• **Passage**:
## start
# New BT Mosquito



## Smackdaddy53 (Dec 31, 2012)

Beautiful skiff!


----------



## fishicaltherapist (Mar 9, 2013)

I went to the shop last week,took a good look,talked to Will, now I see why the Mosquito is SO popular.....WOW !!!


----------



## Zika (Aug 6, 2015)

Congrats. You're going to enjoy it. I sure am mine. Looking forward to the fall season right after Irma blows through.

Let us know performance numbers with the Yammie after you get through the break-in.


----------



## j102 (Jun 26, 2017)

Beautiful! Congrats!


----------



## KCTim (Feb 7, 2017)

Thanks everyone and I will post up some performance numbers once I get a few more hours on the motor.


----------



## jeep2448 (Mar 28, 2017)

Congrats, you will like it more as time goes by. I can't find to many places I can't go


----------



## DeepSouthFly (Sep 7, 2016)

I'm really liking these skiffs. Be careful with that jack plate switch. People will run into it walking back and forth. Happened with mine all the time. I moved mine to the other side of the steering wheel.


----------



## h2o2sno (Mar 21, 2017)

Beautiful boat! Can't wait to get my BTV!


----------



## Palma Sola (Jun 5, 2016)

Looks super- congrats
Let us know how the F70 runs on the skiff...


----------



## PeteS (Dec 30, 2016)

Congrats and welcome to the club. I picked up my Mosquito April 14 and have loved every minute of it. As a fellow old guy who keeps his Mosquito in the garage I can tell you the best money I ever spend was on a trailer dolly, it makes life a lot easier getting the boat in and out of the garage I got mine for $149.00 I have included the link just keep an eye out as they go up and down often
https://www.amazon.com/Tow-Tuff-Adjustable-Trailer-Caster/dp/B00IAM1UEU


----------



## AgAngler2370 (May 5, 2017)

Great looking rig. That's a lot of switches. I'm curious what all you have wired to them. I've got a build and still trying to decide on how I want it rigged up.


----------



## KCTim (Feb 7, 2017)

Thanks Pete, appreciate the information! After pushing my last boat in/out of the garage which weighed 3x more, I feel like I am in dream land right now with the mosquito.

AgAngler, I went back and forth on getting the standard switch panel or the one with the "cool factor". Ended up going with the upgrade as I felt like the standard panel would make that part of the console look very cluttered and take away from the astetics of what I think is a beautiful boat. The top row of switches are lights (navigation, stern, blue LED gunner lights, white LED light under the platform, bottom row of switches are pumps (bilge, baitwell, power bubbler and a open/spare).
## end
• **Supplied data**:
## start
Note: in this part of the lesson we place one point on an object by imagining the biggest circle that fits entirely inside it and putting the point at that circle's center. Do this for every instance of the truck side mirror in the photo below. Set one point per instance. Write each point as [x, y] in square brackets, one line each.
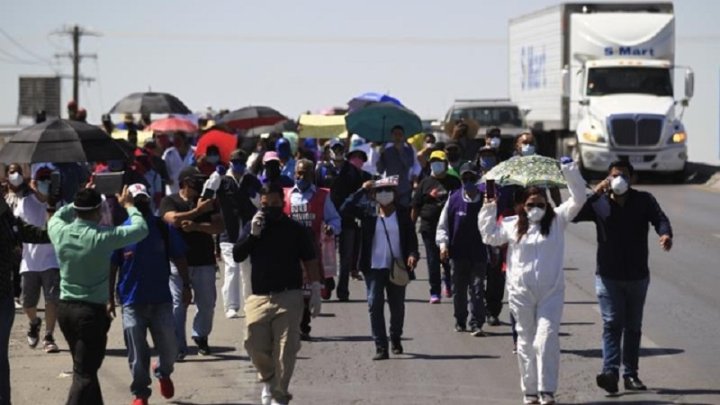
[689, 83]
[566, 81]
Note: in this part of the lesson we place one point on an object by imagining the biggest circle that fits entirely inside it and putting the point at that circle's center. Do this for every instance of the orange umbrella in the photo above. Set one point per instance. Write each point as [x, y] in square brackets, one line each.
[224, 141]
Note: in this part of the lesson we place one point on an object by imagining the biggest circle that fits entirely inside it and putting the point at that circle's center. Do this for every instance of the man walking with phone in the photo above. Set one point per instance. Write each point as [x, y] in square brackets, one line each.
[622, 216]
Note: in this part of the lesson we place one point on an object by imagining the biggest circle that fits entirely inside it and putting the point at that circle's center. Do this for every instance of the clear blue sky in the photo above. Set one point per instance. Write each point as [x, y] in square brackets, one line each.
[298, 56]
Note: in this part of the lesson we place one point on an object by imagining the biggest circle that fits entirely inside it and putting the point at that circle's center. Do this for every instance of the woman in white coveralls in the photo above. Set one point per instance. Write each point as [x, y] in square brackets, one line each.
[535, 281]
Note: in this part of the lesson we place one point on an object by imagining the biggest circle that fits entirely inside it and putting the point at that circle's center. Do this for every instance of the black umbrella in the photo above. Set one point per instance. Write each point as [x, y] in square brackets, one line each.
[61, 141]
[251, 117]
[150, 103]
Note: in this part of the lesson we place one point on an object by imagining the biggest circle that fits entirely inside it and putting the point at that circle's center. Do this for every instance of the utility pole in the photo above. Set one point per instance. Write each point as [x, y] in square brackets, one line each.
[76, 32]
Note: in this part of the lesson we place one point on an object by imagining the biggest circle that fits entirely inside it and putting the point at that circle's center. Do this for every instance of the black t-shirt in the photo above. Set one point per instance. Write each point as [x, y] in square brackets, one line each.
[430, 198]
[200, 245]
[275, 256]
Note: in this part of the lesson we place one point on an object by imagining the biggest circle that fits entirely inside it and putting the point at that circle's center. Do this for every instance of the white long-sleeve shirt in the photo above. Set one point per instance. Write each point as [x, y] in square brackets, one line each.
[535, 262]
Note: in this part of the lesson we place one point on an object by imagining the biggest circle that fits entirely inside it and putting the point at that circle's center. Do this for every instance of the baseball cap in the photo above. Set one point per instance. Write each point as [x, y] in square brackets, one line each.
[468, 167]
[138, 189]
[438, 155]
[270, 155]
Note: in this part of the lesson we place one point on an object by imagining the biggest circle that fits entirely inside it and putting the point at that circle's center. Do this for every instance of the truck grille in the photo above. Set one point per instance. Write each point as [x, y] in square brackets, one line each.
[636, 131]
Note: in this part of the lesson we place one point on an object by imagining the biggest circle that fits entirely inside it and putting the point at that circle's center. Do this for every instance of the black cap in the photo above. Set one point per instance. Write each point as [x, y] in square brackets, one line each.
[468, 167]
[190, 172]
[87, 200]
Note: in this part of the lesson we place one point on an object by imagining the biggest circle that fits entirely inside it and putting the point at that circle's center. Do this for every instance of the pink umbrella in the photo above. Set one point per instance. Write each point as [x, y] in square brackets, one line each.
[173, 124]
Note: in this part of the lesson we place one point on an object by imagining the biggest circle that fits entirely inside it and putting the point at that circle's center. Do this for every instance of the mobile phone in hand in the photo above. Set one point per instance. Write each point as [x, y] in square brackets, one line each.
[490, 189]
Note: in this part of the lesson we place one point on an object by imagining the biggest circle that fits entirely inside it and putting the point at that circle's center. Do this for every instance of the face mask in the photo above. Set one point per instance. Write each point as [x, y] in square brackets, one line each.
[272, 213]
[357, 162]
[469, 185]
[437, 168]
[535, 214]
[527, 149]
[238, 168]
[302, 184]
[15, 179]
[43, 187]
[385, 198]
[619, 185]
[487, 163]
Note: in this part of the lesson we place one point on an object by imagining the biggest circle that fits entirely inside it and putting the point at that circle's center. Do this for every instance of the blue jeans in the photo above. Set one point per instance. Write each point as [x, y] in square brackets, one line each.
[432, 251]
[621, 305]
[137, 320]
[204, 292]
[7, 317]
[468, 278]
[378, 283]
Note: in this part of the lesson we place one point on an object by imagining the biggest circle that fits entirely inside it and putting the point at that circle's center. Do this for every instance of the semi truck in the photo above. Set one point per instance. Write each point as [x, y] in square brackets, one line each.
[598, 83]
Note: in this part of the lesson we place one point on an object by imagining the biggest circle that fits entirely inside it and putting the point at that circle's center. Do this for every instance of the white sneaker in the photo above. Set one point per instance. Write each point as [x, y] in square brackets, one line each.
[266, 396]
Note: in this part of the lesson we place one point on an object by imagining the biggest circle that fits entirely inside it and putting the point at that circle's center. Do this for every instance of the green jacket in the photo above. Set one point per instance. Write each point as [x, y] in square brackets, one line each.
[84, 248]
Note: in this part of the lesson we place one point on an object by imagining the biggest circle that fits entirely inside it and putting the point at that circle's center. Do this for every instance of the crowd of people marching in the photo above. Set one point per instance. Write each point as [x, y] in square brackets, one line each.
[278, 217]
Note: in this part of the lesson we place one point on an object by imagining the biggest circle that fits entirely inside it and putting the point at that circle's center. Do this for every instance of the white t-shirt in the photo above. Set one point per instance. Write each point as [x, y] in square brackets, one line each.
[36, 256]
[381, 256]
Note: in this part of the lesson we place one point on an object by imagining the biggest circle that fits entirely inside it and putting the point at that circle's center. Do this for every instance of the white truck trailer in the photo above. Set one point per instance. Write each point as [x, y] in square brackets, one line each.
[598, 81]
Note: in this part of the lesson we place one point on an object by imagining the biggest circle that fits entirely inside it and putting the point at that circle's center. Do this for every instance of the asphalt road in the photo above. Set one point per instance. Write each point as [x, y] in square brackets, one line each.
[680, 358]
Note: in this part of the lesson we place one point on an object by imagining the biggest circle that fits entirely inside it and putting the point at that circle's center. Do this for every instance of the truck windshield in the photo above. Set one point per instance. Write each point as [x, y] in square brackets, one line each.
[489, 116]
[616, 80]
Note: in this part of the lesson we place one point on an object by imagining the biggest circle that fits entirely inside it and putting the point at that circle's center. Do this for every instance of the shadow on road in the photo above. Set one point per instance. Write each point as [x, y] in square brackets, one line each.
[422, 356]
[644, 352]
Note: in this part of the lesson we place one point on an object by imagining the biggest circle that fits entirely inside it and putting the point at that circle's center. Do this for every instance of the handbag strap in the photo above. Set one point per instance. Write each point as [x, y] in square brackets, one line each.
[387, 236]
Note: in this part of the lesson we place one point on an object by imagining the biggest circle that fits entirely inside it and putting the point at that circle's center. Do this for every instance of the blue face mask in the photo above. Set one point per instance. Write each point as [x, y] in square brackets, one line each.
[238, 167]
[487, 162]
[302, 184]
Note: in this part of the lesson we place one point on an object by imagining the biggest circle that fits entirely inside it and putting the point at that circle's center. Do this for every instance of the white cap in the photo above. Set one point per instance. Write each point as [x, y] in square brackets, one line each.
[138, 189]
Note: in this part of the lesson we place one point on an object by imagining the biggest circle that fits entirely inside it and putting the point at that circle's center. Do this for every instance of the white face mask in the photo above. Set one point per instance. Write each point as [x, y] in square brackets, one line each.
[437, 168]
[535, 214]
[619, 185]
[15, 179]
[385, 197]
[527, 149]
## end
## start
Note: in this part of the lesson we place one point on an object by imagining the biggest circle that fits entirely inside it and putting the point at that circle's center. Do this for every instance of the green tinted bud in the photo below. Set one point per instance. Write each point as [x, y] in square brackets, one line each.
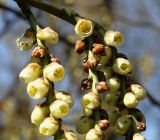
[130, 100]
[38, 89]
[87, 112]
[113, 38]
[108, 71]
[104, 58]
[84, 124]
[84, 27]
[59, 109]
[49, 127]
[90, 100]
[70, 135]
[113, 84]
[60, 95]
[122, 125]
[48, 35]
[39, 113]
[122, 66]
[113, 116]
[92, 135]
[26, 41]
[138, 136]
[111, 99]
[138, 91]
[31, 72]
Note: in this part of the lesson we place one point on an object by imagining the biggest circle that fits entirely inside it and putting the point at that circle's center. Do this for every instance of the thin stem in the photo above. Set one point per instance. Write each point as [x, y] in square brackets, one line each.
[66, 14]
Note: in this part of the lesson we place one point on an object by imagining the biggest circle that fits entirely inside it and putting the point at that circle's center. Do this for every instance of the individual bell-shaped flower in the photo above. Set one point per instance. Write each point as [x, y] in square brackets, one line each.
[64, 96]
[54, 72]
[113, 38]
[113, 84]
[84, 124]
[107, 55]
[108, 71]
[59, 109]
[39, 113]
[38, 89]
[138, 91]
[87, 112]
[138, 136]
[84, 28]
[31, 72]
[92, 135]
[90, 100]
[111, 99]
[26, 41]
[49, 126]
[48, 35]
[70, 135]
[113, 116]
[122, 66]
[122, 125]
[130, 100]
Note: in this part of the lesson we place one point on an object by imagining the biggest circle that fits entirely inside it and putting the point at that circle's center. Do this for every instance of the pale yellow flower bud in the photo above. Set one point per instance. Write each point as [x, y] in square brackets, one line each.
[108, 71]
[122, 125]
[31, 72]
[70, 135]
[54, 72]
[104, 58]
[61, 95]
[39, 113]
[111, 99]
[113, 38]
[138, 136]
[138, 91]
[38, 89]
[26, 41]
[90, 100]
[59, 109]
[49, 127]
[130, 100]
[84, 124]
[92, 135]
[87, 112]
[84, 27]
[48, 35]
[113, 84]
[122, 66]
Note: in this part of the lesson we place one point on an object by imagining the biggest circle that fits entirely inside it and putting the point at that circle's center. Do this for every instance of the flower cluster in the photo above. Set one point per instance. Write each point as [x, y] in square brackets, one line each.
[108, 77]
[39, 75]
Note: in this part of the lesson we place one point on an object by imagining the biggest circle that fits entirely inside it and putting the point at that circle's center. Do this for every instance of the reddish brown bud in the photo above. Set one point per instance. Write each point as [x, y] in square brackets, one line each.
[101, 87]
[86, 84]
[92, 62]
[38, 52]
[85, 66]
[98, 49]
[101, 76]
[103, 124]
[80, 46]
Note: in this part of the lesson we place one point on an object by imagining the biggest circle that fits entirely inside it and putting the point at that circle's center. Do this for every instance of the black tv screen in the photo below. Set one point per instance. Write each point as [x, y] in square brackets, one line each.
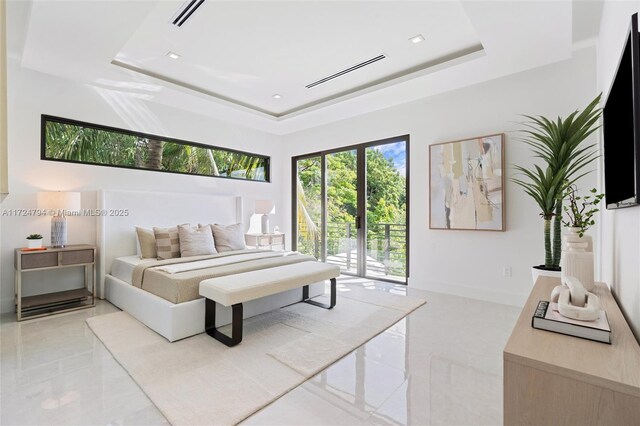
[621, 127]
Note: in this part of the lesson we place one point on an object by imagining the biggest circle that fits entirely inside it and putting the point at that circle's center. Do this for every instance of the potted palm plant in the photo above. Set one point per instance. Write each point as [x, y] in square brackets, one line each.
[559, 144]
## end
## start
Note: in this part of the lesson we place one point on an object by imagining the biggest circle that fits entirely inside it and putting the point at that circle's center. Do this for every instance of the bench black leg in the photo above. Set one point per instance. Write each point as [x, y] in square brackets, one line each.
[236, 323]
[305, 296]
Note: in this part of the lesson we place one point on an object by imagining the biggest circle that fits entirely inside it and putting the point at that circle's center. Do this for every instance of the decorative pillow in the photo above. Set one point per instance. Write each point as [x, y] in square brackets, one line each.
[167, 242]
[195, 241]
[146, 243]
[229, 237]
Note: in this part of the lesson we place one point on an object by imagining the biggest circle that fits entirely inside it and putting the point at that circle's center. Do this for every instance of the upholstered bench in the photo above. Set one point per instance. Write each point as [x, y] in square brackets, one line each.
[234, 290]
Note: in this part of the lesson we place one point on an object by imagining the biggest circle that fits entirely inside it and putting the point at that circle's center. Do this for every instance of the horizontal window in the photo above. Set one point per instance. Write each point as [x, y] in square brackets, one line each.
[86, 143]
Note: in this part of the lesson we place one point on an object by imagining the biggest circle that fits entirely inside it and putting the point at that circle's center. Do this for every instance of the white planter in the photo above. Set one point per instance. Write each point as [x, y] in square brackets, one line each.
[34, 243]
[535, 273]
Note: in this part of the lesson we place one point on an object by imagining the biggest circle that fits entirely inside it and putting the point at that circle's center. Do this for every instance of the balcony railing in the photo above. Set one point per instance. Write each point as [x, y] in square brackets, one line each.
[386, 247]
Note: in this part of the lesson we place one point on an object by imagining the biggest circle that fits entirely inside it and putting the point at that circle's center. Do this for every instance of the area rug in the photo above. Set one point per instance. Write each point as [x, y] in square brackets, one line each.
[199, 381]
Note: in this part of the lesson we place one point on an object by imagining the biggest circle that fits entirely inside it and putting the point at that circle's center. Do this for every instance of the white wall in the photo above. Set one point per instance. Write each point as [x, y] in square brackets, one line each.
## end
• **Goal 1**:
In the BT Mosquito thread, how much did PeteS pay for his trailer dolly?
• **Goal 2**:
Please reproduce the stretch of the BT Mosquito thread from "## fishicaltherapist (Mar" through "through the break-in.".
• **Goal 3**:
Carry on the BT Mosquito thread from the point where it ends.

• **Task output 1**:
$149.00

• **Task output 2**:
## fishicaltherapist (Mar 9, 2013)

I went to the shop last week,took a good look,talked to Will, now I see why the Mosquito is SO popular.....WOW !!!


----------



## Zika (Aug 6, 2015)

Congrats. You're going to enjoy it. I sure am mine. Looking forward to the fall season right after Irma blows through.

Let us know performance numbers with the Yammie after you get through the break-in.

• **Task output 3**:
----------



## Matt Baldwin (Mar 26, 2018)

TimR can you tell me what prop you put on this boat? I have a build in process with the same engine(and a 8' PPBlade) and want to maximize hole shot.


----------



## KCTim (Feb 7, 2017)

I still have the same prop BT put on it, PT SCD3R15PYM90. I think you could probably get a better prop for a hole shot than the one they installed, but it works for how and where I fish so I don't plan on going through that whole exercise. Where are you located?


----------



## Matt Baldwin (Mar 26, 2018)

I'm in Clearwater, will be fishing in St Joseph sound a lot. Will need to get up and go out of some pretty tight spots up north in Aripeka. I'm not a fly guy, so this boat will be a little heavier than many of the bare bones Mosquito's Ive seen. Your build and one other(on BTs instagram with snow camo seadek) are closest I have found to my specs.


----------



## KCTim (Feb 7, 2017)

Sounds a lot like how I fish, except that since I got the Mosquito I have caught the fly fishing bug, but just no fish yet.  
A lot of pretty knowledgeable guys on this forum recommend Jack Foreman at Cross Road props, that's the direction I would go if I was really serious about it.


----------



## MSG (Jan 11, 2010)

Matt Baldwin said:


> I'm in Clearwater, will be fishing in St Joseph sound a lot. Will need to get up and go out of some pretty tight spots up north in Aripeka. I'm not a fly guy, so this boat will be a little heavier than many of the bare bones Mosquito's Ive seen. Your build and one other(on BTs instagram with snow camo seadek) are closest I have found to my specs.


Nice looking boat - enjoy it - I have vengeance and love it. I would highly suggest you get the Florida Marine Tracks chip for your simrad - night and day over the navionics - get it now while you are still bleeding from the purchase so it will all be part of the same pain.


----------



## GullsGoneWild (Dec 16, 2014)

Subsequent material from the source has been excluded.